Task
Edit the lines from the start through the line with "point(845, 145)", replacing "white cloud" with "gray cloud" and leaving everything else unchanged; give only those lines.

Source material
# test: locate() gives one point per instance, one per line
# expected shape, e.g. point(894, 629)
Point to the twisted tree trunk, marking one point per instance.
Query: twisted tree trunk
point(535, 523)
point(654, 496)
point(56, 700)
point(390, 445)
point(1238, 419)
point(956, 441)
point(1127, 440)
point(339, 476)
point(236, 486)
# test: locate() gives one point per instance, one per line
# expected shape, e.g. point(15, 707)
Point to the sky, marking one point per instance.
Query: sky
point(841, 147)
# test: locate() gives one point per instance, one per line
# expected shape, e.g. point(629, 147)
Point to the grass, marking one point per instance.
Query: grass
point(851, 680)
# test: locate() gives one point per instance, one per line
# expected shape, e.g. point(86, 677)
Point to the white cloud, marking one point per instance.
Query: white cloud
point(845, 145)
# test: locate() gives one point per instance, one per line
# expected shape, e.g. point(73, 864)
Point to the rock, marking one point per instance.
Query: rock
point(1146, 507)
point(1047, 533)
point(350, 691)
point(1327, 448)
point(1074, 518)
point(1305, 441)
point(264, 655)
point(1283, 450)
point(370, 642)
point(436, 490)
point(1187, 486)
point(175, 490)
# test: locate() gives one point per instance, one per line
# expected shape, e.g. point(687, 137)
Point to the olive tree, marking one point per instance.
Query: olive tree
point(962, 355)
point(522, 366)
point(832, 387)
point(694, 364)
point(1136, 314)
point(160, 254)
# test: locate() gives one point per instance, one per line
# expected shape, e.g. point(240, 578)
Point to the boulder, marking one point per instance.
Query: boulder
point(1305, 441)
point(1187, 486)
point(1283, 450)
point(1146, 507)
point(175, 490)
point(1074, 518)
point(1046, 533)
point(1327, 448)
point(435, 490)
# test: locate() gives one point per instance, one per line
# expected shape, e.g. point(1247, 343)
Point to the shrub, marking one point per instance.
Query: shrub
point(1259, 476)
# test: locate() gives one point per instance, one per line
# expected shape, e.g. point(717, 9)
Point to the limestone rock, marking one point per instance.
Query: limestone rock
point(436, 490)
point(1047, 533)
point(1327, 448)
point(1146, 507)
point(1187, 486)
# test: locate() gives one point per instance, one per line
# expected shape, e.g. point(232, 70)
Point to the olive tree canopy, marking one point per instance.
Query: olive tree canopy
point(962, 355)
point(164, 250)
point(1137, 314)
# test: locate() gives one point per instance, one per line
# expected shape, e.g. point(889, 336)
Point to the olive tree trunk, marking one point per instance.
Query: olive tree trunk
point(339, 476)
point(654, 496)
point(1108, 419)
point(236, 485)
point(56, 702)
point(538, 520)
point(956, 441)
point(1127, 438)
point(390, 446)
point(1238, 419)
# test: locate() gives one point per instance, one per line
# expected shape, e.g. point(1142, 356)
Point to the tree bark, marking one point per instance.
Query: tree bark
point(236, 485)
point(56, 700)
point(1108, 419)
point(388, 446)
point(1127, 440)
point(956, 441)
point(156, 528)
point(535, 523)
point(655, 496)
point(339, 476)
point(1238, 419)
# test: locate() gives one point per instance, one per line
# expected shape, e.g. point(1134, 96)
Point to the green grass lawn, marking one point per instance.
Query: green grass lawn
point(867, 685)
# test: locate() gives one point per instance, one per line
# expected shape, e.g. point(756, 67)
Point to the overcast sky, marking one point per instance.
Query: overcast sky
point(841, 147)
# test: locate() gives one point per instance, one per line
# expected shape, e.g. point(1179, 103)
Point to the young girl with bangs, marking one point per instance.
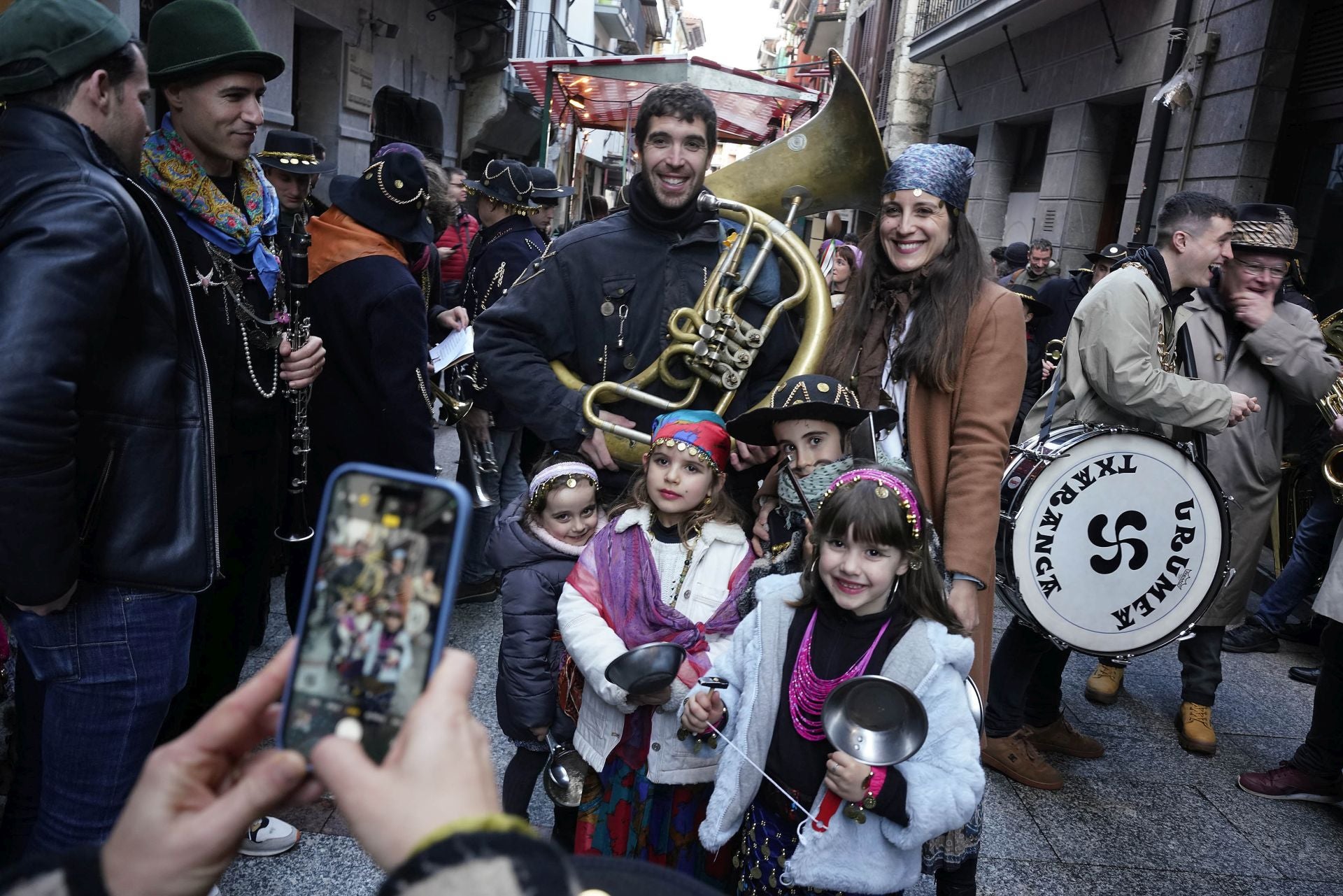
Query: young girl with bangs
point(535, 546)
point(871, 602)
point(672, 566)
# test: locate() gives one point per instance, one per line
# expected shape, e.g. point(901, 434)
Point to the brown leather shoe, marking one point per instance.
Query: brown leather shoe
point(1194, 726)
point(1103, 685)
point(1060, 737)
point(1018, 760)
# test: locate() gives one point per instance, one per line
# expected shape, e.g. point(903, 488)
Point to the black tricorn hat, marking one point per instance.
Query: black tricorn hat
point(810, 397)
point(1264, 227)
point(505, 180)
point(388, 198)
point(546, 185)
point(1030, 301)
point(1111, 253)
point(294, 152)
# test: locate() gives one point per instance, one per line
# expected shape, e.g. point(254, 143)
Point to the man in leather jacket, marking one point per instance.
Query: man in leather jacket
point(106, 524)
point(601, 296)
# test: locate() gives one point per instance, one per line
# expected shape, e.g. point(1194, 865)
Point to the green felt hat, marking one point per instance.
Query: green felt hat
point(191, 38)
point(59, 36)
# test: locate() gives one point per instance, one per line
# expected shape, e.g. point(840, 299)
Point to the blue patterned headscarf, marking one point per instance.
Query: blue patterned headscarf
point(941, 169)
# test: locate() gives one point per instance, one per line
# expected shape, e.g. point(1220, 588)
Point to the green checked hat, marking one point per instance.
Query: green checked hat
point(191, 38)
point(59, 38)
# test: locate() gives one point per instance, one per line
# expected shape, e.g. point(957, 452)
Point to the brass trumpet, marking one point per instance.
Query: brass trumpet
point(833, 162)
point(480, 460)
point(1331, 406)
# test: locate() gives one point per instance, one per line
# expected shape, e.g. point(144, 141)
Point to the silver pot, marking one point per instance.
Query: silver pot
point(646, 669)
point(564, 774)
point(874, 720)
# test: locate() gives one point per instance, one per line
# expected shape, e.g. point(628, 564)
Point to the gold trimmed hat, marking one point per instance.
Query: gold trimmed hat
point(1264, 227)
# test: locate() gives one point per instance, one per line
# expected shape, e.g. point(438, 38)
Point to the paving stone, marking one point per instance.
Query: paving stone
point(1303, 841)
point(1141, 825)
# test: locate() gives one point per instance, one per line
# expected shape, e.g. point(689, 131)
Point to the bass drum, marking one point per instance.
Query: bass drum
point(1114, 541)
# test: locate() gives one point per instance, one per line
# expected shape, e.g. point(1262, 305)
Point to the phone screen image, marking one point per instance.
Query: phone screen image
point(367, 639)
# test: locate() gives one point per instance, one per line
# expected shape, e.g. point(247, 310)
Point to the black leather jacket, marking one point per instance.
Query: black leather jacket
point(106, 461)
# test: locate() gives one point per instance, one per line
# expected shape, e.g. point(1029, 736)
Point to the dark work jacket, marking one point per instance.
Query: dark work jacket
point(569, 308)
point(243, 420)
point(499, 255)
point(369, 402)
point(532, 576)
point(1063, 294)
point(106, 468)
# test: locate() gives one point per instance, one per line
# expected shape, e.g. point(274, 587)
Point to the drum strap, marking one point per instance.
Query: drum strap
point(1049, 408)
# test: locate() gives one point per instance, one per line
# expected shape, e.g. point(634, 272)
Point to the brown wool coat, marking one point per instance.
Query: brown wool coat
point(958, 443)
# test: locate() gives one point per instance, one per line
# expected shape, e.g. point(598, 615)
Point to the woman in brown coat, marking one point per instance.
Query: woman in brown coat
point(924, 331)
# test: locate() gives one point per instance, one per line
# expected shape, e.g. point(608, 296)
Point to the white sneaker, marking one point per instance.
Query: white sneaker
point(269, 836)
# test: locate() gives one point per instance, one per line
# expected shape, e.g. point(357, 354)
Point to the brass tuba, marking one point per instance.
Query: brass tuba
point(1331, 406)
point(833, 162)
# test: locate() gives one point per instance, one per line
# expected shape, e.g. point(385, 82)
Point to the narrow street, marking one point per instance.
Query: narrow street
point(1146, 820)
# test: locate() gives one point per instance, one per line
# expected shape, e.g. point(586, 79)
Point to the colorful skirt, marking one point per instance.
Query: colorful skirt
point(627, 816)
point(765, 846)
point(951, 849)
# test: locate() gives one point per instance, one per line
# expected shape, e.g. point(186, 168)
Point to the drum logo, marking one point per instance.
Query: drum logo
point(1107, 569)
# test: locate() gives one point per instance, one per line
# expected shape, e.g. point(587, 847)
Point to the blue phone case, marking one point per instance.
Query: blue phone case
point(449, 575)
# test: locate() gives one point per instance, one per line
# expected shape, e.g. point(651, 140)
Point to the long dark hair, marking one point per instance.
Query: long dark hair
point(943, 293)
point(880, 520)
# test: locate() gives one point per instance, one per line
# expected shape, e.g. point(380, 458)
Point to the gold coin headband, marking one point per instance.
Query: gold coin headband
point(887, 485)
point(567, 473)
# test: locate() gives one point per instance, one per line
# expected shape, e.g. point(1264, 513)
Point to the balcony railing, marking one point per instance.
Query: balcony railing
point(934, 13)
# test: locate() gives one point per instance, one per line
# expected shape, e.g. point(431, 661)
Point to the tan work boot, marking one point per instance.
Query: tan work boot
point(1018, 760)
point(1103, 685)
point(1194, 726)
point(1060, 737)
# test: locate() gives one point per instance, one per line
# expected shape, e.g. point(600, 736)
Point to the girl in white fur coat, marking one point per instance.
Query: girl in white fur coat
point(869, 604)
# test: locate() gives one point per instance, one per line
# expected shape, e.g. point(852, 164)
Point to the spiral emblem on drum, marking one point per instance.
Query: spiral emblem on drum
point(1116, 541)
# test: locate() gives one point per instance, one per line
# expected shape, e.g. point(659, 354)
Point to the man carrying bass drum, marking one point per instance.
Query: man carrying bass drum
point(1118, 369)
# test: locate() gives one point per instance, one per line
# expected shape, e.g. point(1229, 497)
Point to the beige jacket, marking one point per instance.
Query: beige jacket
point(1111, 367)
point(1281, 363)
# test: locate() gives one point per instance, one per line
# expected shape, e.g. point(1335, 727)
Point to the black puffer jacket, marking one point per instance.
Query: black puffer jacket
point(534, 566)
point(106, 465)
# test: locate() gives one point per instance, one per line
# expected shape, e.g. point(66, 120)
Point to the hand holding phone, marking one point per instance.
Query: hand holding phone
point(379, 591)
point(438, 771)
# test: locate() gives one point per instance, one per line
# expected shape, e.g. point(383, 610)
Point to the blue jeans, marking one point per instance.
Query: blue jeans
point(1311, 550)
point(94, 685)
point(503, 488)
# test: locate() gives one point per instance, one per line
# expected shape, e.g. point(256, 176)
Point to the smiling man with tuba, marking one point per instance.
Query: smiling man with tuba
point(602, 296)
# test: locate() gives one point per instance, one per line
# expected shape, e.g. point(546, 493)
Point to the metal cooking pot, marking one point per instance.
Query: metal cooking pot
point(563, 774)
point(874, 720)
point(646, 669)
point(976, 704)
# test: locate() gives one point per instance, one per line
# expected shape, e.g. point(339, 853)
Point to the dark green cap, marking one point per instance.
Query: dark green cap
point(191, 38)
point(59, 36)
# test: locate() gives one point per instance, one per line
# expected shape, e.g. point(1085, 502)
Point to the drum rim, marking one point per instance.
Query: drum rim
point(1058, 442)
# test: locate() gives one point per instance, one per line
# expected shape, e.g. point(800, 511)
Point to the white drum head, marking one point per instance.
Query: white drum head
point(1118, 543)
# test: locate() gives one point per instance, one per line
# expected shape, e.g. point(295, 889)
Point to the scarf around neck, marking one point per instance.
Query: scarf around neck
point(173, 169)
point(648, 211)
point(618, 576)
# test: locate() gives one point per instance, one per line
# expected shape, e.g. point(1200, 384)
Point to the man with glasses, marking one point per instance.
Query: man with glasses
point(1245, 336)
point(454, 242)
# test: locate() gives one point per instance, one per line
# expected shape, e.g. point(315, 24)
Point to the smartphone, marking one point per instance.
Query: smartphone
point(381, 585)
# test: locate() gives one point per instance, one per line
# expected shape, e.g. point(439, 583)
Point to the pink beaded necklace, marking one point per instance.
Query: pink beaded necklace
point(807, 691)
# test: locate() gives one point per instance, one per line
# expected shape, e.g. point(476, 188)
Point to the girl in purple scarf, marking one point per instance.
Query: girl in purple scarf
point(672, 566)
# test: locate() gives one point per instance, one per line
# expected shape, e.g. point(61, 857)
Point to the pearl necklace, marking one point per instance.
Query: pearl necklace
point(807, 691)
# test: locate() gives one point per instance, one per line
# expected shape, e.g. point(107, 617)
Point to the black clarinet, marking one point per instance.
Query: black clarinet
point(293, 520)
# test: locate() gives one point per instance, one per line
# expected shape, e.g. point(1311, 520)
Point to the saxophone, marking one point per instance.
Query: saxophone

Output of the task
# test: locate() gives one point per instance, one per line
# expected shape, e.g. point(894, 629)
Point to the twisted tree trunk, marking one point per instance.
Query: twisted tree trunk
point(535, 523)
point(654, 496)
point(56, 700)
point(390, 445)
point(1238, 419)
point(956, 441)
point(1127, 440)
point(339, 476)
point(236, 486)
# test: locate() gives one point per instance, one per line
# expected shape, e.g. point(15, 707)
Point to the sky, marking one point per instance.
Query: sky
point(841, 147)
# test: locate() gives one point per instance, one per line
# expected shape, e.g. point(629, 147)
Point to the grass, marking one point per instance.
Query: grass
point(851, 680)
# test: locate() gives one point per instance, one per line
# expected shape, e.g. point(86, 677)
Point to the gray cloud, marking one point per instance.
Query: gray cloud
point(845, 145)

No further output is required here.